Task description:
Only the lines from the one that contains "Give x and y" through the last line of the records should appear, each printed exactly as it is.

Dataset entries section start

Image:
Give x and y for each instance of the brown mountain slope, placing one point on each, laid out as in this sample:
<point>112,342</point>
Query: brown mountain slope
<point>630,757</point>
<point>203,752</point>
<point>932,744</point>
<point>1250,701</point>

Dataset entries section end

Completed task:
Give x and y for each instance of the brown mountain slope, placing one point on each, laid out as in this sample:
<point>112,342</point>
Query: brown mountain slope
<point>630,757</point>
<point>203,752</point>
<point>932,744</point>
<point>1250,701</point>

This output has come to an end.